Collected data
□ □ □ □ □

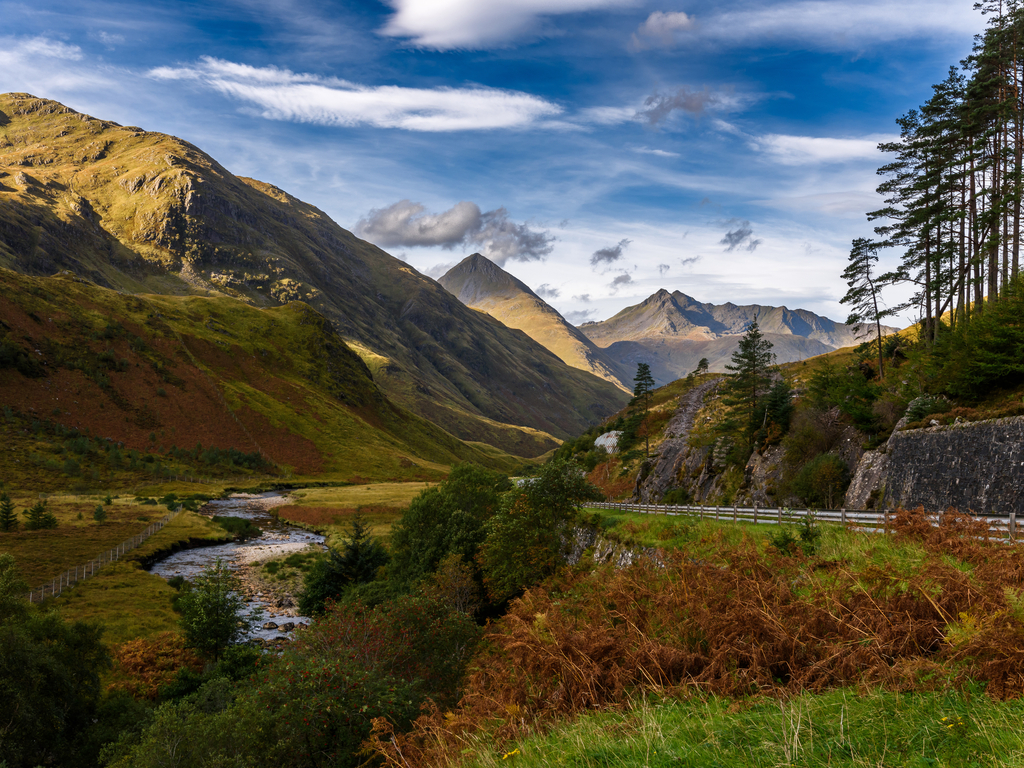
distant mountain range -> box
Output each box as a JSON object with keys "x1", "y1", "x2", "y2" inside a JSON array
[
  {"x1": 439, "y1": 263, "x2": 898, "y2": 388},
  {"x1": 577, "y1": 289, "x2": 899, "y2": 385},
  {"x1": 0, "y1": 93, "x2": 628, "y2": 457}
]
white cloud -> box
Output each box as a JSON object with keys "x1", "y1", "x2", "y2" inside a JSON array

□ □ □ □ □

» **Your instructions**: Write the lines out verbatim, from the one with "white cloud -> box" through the last line of the entries, and stop there.

» **Output for this task**:
white cloud -> box
Output each box as a JSON object with keys "x1", "y1", "x2", "y2" inside a JSON array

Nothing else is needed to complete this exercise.